* BEGIN Data excerpts *
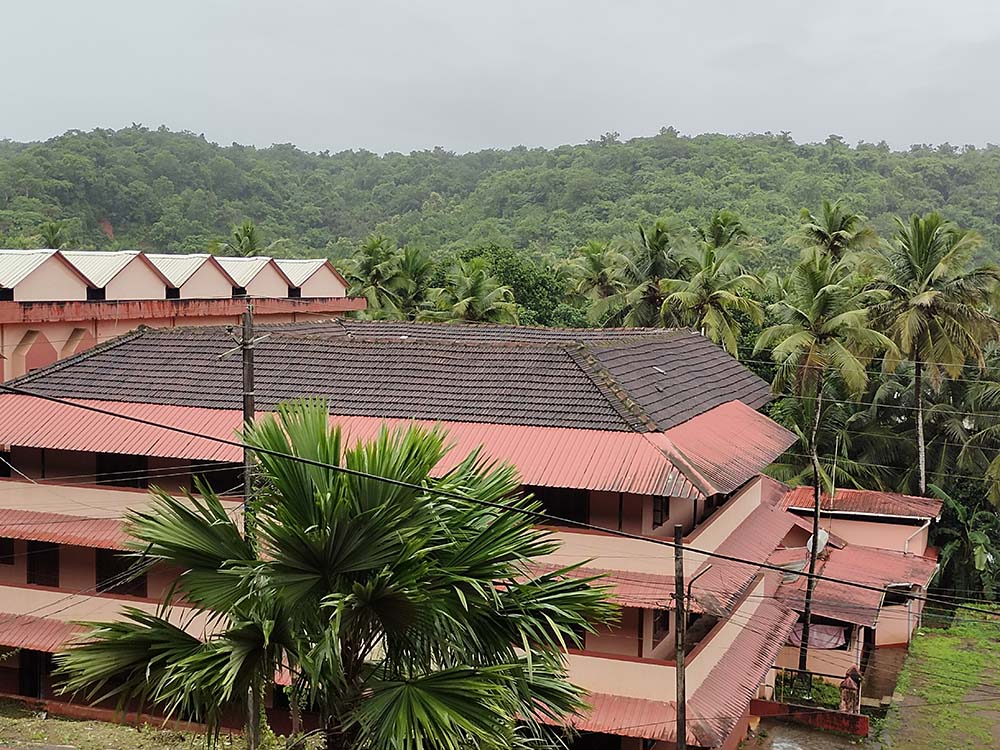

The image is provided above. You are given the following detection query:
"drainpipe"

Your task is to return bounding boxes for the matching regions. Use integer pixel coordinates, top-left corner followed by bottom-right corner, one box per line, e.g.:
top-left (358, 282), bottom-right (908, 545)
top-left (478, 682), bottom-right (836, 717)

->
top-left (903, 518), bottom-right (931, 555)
* END Data excerpts *
Exercise — Turn the lines of all the items above into a Markdown table with the columns "Row" and "Line," numbering each row and omitting blank lines. Leave the pictures out.

Task solution —
| Row | Line |
|---|---|
| 1 | The image is provided above. You are given the following detection query: |
| 2 | "drainpipe" |
| 3 | Your task is to return bounding boxes for the matching regions. Use integer pixel coordinates, top-left corner followed by bottom-right corner, one box per line, e.g.: |
| 4 | top-left (358, 282), bottom-right (908, 545) |
| 5 | top-left (478, 682), bottom-right (836, 717) |
| 6 | -> |
| 7 | top-left (903, 518), bottom-right (931, 555) |